The exercise:
Please copy all the lines that follow, word for word.

○ ○ ○ ○ ○ ○ ○

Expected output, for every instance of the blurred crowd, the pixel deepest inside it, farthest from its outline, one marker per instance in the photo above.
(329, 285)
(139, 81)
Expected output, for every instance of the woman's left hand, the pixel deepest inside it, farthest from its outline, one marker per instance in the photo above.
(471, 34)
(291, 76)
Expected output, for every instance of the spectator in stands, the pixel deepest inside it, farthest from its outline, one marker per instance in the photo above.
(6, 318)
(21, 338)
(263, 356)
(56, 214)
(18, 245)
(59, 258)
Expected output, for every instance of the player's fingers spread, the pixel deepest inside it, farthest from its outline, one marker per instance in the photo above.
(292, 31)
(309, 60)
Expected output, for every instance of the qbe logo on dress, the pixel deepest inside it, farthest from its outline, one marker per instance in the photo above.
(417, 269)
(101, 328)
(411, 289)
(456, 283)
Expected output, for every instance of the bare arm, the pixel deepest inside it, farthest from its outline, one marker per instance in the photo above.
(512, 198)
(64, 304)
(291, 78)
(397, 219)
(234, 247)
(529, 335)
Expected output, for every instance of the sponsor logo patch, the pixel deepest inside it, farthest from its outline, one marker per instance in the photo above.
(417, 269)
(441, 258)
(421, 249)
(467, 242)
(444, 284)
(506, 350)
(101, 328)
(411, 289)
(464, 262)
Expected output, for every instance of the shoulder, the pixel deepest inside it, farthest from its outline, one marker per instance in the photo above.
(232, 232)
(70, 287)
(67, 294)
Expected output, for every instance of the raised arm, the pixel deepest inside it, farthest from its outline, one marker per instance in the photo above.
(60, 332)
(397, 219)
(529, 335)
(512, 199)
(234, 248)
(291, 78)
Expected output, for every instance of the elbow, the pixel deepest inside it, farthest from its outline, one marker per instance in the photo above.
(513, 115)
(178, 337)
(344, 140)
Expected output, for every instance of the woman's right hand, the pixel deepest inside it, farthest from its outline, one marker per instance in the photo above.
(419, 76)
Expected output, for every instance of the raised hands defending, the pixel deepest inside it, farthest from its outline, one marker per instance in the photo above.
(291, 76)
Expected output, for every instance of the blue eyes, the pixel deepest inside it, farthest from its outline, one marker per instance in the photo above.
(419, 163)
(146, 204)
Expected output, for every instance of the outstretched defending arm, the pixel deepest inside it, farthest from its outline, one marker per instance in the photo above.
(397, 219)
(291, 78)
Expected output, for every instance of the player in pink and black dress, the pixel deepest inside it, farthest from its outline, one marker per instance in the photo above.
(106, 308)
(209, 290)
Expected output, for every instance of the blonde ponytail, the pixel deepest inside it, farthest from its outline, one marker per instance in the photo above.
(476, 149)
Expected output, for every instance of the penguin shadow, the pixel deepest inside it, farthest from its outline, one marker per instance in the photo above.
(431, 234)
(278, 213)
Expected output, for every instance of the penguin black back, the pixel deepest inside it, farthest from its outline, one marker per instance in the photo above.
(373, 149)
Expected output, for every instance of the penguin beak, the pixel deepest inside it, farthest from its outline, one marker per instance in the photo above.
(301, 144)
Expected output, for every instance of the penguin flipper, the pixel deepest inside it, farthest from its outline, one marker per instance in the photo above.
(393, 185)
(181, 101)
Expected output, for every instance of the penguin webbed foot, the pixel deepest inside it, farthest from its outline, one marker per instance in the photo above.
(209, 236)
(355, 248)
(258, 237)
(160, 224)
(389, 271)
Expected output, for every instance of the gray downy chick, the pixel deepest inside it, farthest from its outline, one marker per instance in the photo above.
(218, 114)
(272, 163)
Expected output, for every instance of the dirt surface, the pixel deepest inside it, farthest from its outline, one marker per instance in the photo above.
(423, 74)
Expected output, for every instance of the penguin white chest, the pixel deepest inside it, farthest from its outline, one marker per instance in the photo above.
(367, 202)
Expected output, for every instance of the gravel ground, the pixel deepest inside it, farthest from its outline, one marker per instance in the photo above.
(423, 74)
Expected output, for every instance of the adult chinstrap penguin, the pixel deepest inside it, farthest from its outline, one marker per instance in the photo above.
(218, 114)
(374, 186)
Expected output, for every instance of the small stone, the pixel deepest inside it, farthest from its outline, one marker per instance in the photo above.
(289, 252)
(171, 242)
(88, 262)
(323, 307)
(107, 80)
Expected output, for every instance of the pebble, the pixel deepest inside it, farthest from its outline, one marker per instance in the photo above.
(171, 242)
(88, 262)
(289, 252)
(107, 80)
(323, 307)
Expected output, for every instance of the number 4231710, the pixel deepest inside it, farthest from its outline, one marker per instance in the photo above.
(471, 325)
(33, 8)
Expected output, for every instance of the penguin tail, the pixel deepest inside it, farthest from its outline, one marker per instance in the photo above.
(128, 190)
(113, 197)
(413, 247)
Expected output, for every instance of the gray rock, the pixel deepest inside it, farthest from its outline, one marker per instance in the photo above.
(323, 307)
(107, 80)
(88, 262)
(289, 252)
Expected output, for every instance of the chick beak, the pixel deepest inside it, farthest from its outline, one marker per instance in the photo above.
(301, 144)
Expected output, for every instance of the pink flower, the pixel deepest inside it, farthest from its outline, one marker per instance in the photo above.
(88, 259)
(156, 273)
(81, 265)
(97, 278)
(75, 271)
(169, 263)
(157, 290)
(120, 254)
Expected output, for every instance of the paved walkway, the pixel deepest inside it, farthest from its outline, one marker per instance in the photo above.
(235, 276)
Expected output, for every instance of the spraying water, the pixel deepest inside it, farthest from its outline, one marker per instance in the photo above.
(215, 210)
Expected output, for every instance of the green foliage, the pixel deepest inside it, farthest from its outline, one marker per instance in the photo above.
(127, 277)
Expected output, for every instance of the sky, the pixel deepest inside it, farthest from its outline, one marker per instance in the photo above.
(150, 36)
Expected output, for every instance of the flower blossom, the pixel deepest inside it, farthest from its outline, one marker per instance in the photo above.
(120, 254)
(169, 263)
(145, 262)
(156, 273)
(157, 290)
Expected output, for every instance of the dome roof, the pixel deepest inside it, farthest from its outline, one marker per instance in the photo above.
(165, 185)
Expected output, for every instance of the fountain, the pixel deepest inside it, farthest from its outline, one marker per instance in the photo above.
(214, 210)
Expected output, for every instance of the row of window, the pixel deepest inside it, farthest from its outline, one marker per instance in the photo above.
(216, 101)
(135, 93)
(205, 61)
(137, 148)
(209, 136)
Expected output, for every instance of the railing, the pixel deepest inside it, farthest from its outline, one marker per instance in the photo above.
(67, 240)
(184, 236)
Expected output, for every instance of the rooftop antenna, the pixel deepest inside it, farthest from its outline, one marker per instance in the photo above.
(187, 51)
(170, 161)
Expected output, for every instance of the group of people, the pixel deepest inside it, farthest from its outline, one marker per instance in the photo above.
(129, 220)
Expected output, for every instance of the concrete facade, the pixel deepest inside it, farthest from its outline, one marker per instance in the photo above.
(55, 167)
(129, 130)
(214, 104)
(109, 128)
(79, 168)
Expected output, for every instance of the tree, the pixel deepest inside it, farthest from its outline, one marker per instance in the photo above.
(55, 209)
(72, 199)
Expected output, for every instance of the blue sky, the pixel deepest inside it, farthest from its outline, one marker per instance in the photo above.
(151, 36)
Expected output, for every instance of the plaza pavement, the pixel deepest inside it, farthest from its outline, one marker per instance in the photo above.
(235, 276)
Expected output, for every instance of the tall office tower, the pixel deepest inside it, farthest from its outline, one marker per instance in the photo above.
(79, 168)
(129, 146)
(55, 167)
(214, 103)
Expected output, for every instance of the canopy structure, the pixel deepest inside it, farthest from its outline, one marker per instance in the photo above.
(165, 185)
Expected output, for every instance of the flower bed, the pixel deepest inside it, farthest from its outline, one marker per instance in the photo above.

○ ○ ○ ○ ○ ○ ○

Solved problem:
Expected output, for every instance of the blurred crowd, the pixel deepest inside it, farthest from its outline, one marker per instance in the photo above.
(329, 285)
(139, 81)
Expected output, for every instance of the woman's left hand, the pixel deepest inside it, farthest from its outline, one marker per instance in the photo above.
(471, 34)
(291, 76)
Expected output, for every instance of the spectator in stands, the pixel deepest inside it, farthest from its outline, one marker per instance in the photo above.
(6, 318)
(21, 338)
(263, 356)
(56, 214)
(18, 245)
(59, 258)
Expected output, for every instance of the player's fingers spread, the pixel deepest inside it, farthest from its outline, one marker per instance in the photo above.
(292, 31)
(309, 60)
Expected output, for every instance of the qbe logo on dress, the pixel deepest inside it, farthest from its outline, one marker per instance in the photo above.
(417, 269)
(101, 328)
(411, 289)
(456, 283)
Expected output, for every instance of the bare arm, the pixel deepest inside it, farthest from its outline, one marker per instance in the photo above.
(512, 198)
(64, 304)
(291, 78)
(397, 219)
(234, 247)
(529, 335)
Expected output, for every instance of the sponsor logo patch, the pixel deepest inside it, farthest from its outline, one marker per instance in the photo above.
(417, 269)
(441, 258)
(421, 249)
(467, 242)
(444, 284)
(506, 350)
(101, 328)
(411, 289)
(464, 262)
Expected output, for every instance of the shoulder, the pixel deepest inside it, farthest from its outline, one marker per instance in the photo above.
(232, 232)
(70, 287)
(67, 294)
Expected output, for every instance of the raised arm, the pixel deepest inside it, farthest from its outline, one marker per instance in the photo above.
(60, 332)
(397, 219)
(529, 335)
(512, 199)
(234, 248)
(291, 78)
Expected output, for every instance of the elbow, the pixel deepest inside it, farthest from its outline, one marker per instance in the photo above.
(513, 115)
(178, 337)
(344, 140)
Expected output, for every instance of the woman's right hand, the pixel deepest inside it, farthest from its outline, one marker per instance in the photo above.
(419, 76)
Expected output, for every instance of the raised hands defending, the pixel deepest inside it, farthest from its outline, one marker per instance in the photo above.
(291, 76)
Expected output, for every instance of the blue eyes, the pixel deepest inside it, farthest from its outline, one marker per instance in the photo above.
(419, 163)
(146, 204)
Expected output, for every instance of the outstretched defending arm, the pixel deepest inside it, farthest from its outline, one marker per instance in the photo above.
(397, 219)
(291, 78)
Expected output, for every instance of the player in pink and black dress, the pixel deepest inside it, farthest from its outline, one marker per instance in the photo above.
(106, 308)
(209, 290)
Expected output, for every instance of the blonde ponytail, the pixel deepest inside it, farthest from its outline, one marker per instance in the photo above.
(476, 149)
Expected output, for every instance of the penguin shadow, the pixel deepest inside it, farthest from its outline, one marker per instance in the photo above.
(431, 234)
(278, 213)
Expected output, for every instance of the penguin black back, the pixel deepest inside it, farthest from its outline, one marker per instance in the photo above.
(373, 149)
Expected output, for every instance of the penguin beak, the pixel deepest inside it, farthest from its outline, one marker per instance in the photo above.
(301, 144)
Expected output, for every instance of the penguin flipper, the pixel deepest inside it, farthest from its outline, one marker per instance in the photo above.
(393, 185)
(181, 101)
Expected output, for every instance of the penguin webbed foot, the pixel deepest inside it, farthest from its outline, one marker per instance in the photo above.
(209, 236)
(355, 248)
(258, 237)
(160, 224)
(389, 271)
Expected output, for every instance of the gray downy chick, the pixel deepest inside it, farthest from its outline, one marker per instance in the photo above.
(218, 114)
(272, 163)
Expected output, for every instance of the dirt surface, the pixel deepest inside it, farthest from its outline, one marker per instance in the photo above.
(423, 74)
Expected output, for every instance of the penguin white chest, the pixel deepest inside it, farthest from its outline, one marker per instance in the photo above.
(367, 202)
Expected output, for every instance of the gravel ground, the pixel deepest inside it, farthest from its outline, one marker per instance in the photo above.
(423, 74)
Expected output, for every instance of the adult chinstrap penguin, the pixel deepest inside it, farthest from its outline, one marker per instance in the photo above.
(218, 114)
(374, 186)
Expected output, for every instance of the small stone, the pixel deepest inside it, farthest from its outline, one marker per instance in the photo above.
(289, 252)
(171, 242)
(88, 262)
(323, 307)
(107, 80)
Expected output, for every instance of the pebble, the pixel deepest inside it, farthest from its outline, one marker per instance in the photo above.
(171, 242)
(88, 262)
(289, 252)
(107, 80)
(323, 307)
Expected output, for every instance of the number 4231710, the pixel deepest inside it, farthest from its outline, one marker per instance in the photo above.
(471, 325)
(33, 8)
Expected output, for every instance of the penguin tail, the pixel deepest inside it, farthest from its outline, one marker per instance in the photo above.
(128, 190)
(113, 197)
(413, 247)
Expected output, for every instance of the gray rock, the pixel deepest inside it, farthest from its outline, one marker per instance in the photo above.
(323, 307)
(107, 80)
(88, 262)
(289, 252)
Expected output, for every instance of the chick beak, the pixel deepest inside it, farthest from its outline, one marker per instance in the photo above.
(301, 144)
Expected output, for every instance of the pink flower, the pixel deepest inside it, farthest from its outline, one marker per instance in the photo above.
(88, 259)
(156, 273)
(81, 265)
(97, 278)
(75, 271)
(169, 263)
(157, 290)
(120, 254)
Expected output, for every instance of the paved walkway, the pixel deepest inside it, farthest from its outline, one marker per instance in the photo above.
(235, 276)
Expected output, for every instance of the spraying water, the pixel deepest inside it, farthest from its outline, one marker per instance in the photo above.
(215, 210)
Expected output, for every instance of the green foliage, the pixel deepest inside it, farthest from its outline, one marker per instance in the photo above.
(127, 277)
Expected output, for every instance of the sky, the pixel deepest inside it, farthest from its outline, one marker per instance in the photo above.
(150, 36)
Expected output, for every instance of the flower blossom, the pixel deepest inside it, farthest from its outline, one marker per instance in the photo above.
(120, 254)
(169, 263)
(145, 262)
(156, 273)
(157, 290)
Expected output, for every instance of the dome roof, the pixel deepest inside it, farthest from its outline, one marker per instance in the photo above.
(165, 185)
Expected output, for every instance of the fountain, the pixel deepest inside it, farthest from its outline, one marker per instance in the photo above.
(214, 210)
Expected output, for every instance of the row of window, the pixel deepest inside it, farthest from its outline, one marker per instance in the photo above.
(216, 101)
(135, 93)
(205, 61)
(137, 148)
(209, 136)
Expected output, for every instance of the railing, the pixel deepest inside it, farthest from its outline, one marker per instance in the photo above.
(67, 240)
(184, 236)
Expected output, for every instance of the rooftop antenna, the pixel deepest inside it, farthest from its outline, one marker per instance in the photo above.
(187, 51)
(170, 161)
Expected output, for every instance of the group of people, the pixel deepest inside it, farthest from its outline, one marker per instance in the photo above.
(129, 220)
Expected output, for every instance of the concrete facade, the pixel deepest inside it, farthest from its outline, one marker per instance in the photo above.
(55, 167)
(129, 130)
(214, 104)
(109, 128)
(79, 168)
Expected output, for every instance of the tree, the pixel deepest inside it, farthest from its outline, one marker per instance in the photo above.
(55, 209)
(72, 199)
Expected output, for every instance of the blue sky, the pixel deepest inside it, farthest from its outline, one marker per instance in the photo above.
(151, 36)
Expected output, for every instance of the plaza pavement, the pixel deepest inside it, farthest from its outline, one marker per instance in the photo above.
(235, 276)
Expected output, for every instance of the tall office tower, the pixel deepest inside it, farthest from its outline, one marker per instance in the photo above.
(79, 168)
(129, 146)
(55, 167)
(214, 103)
Expected output, for every instance of the canopy structure, the pixel deepest inside it, farthest from its outline, one marker per instance in the photo above.
(165, 185)
Expected output, for every instance of the flower bed, the pixel deepest inside it, farthest from its outline, one marker per instance in the photo above.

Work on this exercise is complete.